-- Exercise passage --
------------------------------------
Isaac said he believed his antibodies, young age, and high level physical fitness put him in a relatively safe place without the aid of the vaccine.
“It would decrease my chances of having a severe reaction but it does open me up to the albeit rare chance with the possibility of having an adverse reaction to the vaccine itself,” he said. “I’m hesitant at this time but at the end of the day, I don’t feel that it is anyone’s reason to come out and say well this is why or this is not why it should just be their decision and you know loving your neighbors not just loving those that agree with you or look like you’re moving the same way that you do, it’s loving those who don’t.”
Andrew Wiggins of the Golden State Warriors has faced similar pushback over his personal decision not to initially get the Covid vaccine. However, Golden State Warriors’ ‘woke’ coach Steve Kerr and the team’s owner forced Wiggins to get the jab.
“I guess to do certain stuff, to work and all that, I guess you don’t own your body,” Wiggins said. “That’s what it comes down to. You want to work in society today, I guess they make the rules of what goes into your body and what you do.”
Wiggins had an allergic reaction to Tylenol and had to be prescribed an EpiPen should he get a bad reaction. The stories he has heard about people having bad reactions to vaccines had made him hesitant to get the Covid shots.
“I don’t know what it’s going to do to my body. There’s a lot of stuff. I feel like I could go on for days about why I didn’t want to get it. Most importantly, I don’t know what’s going to happen or what it’s going to do to my body in 10, 15 years, 20 years,” Wiggins said. “What it will do to my kids or my future kids. But I guess it’s something I had to get done.”
In October, a federal judge issued a preliminary injunction against the State of New York’s enforcement of a vaccine mandate that threatens the mass firings of thousands of health workers and public servants.
The court ruling was announced by the Thomas More Society, which is defending a group of 17 health care workers who object to New York State’s vaccine mandate on religious grounds. Judge David Hurd granted their request for an injunction, which stops the state from enforcing the policy, on equal protection and First Amendment grounds.
“Upon review, plaintiffs have established at this early stage of the litigation that they are likely to succeed on the merits of this constitutional claim,” the judge ruled. Thus, New York’s vaccine mandate is almost certainly unconstitutional.
------------------------------------
-- Dataset extract --
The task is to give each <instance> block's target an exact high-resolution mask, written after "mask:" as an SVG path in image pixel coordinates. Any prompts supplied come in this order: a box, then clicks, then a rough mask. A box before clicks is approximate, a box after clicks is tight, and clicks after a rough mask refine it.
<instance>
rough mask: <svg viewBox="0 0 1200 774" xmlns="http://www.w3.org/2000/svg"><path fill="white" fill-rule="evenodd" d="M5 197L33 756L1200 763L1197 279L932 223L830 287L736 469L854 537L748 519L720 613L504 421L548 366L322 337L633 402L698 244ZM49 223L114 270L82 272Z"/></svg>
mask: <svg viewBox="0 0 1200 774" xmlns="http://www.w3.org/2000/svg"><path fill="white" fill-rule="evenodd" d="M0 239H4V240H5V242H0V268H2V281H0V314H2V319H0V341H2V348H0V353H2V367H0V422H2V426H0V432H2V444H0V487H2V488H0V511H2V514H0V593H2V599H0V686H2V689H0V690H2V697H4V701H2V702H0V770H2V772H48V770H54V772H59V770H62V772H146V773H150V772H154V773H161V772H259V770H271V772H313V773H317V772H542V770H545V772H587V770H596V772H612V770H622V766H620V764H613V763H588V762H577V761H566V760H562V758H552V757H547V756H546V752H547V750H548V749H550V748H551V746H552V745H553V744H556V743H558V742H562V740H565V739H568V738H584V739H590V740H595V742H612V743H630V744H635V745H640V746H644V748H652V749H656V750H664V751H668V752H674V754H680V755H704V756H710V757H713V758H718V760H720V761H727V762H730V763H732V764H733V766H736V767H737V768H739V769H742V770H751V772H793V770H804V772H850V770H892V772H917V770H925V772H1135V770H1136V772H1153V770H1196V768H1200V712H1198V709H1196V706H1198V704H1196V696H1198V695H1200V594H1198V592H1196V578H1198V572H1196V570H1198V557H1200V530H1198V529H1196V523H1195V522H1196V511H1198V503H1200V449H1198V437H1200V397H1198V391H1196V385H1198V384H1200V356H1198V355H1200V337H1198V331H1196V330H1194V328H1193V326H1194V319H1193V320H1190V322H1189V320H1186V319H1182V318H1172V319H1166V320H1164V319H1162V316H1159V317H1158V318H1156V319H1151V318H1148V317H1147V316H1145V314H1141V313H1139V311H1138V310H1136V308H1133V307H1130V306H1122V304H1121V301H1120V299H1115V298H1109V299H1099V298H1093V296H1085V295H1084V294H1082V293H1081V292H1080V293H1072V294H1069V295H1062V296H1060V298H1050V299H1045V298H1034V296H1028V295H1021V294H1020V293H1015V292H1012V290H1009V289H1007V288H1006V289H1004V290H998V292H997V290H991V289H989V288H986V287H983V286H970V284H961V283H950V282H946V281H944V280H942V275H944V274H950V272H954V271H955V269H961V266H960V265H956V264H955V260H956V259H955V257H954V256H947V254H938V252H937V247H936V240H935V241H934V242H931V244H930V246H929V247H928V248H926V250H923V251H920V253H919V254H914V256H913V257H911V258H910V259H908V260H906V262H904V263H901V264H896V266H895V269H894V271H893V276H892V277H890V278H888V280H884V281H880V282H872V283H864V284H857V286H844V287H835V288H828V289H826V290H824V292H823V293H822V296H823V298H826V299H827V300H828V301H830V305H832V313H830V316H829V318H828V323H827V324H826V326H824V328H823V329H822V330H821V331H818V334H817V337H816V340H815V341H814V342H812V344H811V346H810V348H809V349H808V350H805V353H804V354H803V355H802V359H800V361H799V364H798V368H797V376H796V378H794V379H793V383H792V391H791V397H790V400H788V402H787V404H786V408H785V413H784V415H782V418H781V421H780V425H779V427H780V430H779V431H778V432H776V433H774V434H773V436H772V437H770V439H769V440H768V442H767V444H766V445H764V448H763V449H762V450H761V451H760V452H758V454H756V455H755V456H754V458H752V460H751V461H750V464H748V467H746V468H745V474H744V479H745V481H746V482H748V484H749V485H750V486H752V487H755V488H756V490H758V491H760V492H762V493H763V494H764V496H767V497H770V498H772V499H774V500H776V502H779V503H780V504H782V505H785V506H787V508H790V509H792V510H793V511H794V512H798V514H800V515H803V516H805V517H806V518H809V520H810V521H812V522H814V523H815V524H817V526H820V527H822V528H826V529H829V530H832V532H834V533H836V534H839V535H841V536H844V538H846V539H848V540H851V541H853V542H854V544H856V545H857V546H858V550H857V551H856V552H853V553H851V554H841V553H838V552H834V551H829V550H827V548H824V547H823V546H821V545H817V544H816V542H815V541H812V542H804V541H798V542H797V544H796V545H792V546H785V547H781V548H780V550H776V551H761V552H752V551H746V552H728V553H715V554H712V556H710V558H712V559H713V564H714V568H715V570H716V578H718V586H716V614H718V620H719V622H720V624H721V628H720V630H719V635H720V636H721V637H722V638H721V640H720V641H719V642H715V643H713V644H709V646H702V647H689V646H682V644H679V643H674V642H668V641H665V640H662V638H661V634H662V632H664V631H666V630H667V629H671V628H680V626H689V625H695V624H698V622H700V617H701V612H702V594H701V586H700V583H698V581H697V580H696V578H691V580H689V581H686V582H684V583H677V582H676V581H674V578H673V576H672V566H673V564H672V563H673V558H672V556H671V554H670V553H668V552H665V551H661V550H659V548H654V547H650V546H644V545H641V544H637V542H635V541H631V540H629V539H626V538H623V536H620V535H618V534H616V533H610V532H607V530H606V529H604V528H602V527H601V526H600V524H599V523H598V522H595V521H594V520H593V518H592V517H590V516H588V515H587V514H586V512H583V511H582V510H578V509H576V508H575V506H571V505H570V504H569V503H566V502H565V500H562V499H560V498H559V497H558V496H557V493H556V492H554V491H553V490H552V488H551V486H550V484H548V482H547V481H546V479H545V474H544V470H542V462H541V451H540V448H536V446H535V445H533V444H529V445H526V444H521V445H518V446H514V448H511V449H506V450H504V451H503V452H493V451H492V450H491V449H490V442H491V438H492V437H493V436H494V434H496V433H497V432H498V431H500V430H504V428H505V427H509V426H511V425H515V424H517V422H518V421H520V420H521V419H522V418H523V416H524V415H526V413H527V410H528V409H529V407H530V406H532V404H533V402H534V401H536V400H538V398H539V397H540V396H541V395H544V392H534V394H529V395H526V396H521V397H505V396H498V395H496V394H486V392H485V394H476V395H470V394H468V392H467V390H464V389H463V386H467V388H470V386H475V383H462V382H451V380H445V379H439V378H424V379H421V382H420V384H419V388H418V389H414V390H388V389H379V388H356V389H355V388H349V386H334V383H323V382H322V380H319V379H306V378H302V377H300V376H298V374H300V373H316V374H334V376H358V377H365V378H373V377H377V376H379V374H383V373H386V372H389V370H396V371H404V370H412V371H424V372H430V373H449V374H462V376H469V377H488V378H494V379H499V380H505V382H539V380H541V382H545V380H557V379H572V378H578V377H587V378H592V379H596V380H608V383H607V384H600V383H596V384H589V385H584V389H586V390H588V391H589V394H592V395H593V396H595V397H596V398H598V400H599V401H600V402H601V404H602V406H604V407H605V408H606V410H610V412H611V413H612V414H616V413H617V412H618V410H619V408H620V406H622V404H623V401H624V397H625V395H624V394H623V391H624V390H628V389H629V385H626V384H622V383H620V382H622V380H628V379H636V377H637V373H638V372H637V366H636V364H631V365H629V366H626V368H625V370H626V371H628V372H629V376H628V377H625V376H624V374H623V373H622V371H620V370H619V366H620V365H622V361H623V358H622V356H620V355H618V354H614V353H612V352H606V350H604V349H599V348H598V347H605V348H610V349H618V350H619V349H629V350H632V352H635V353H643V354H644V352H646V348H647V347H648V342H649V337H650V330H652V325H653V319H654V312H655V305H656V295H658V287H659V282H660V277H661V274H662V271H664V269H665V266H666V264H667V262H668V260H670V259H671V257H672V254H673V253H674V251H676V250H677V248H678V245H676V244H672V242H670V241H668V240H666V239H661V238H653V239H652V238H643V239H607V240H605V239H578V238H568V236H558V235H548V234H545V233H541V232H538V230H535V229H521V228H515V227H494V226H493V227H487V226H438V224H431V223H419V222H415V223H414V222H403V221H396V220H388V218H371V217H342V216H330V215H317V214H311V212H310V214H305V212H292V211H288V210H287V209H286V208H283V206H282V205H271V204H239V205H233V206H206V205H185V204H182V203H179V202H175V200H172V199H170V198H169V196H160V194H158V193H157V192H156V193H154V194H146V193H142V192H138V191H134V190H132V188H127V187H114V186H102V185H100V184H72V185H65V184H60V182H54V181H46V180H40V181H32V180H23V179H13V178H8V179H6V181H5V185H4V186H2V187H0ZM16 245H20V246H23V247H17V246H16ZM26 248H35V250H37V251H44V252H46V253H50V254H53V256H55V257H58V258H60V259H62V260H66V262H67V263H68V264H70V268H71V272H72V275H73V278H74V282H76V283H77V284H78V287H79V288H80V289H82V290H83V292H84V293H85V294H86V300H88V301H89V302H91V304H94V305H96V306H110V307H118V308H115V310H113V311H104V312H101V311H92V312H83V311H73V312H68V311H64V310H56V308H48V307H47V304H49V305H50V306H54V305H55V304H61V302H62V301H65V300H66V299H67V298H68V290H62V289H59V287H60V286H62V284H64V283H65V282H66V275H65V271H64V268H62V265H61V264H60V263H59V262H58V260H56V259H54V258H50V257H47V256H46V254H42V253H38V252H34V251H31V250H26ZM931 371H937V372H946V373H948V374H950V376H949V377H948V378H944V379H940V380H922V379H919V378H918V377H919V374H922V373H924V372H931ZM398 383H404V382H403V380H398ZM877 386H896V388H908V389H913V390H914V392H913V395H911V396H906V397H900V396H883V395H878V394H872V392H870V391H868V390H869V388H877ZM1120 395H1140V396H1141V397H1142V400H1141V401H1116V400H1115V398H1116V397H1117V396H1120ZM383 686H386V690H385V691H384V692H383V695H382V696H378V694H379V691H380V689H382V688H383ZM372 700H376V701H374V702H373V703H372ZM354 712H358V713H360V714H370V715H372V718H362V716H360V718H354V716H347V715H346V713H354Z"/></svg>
------------------------------------
-- Exercise brief --
Please state the grounds on which Judge David Hurd granted the injunction, according to the vaccine passage.

-- Task answer --
Equal protection and First Amendment grounds.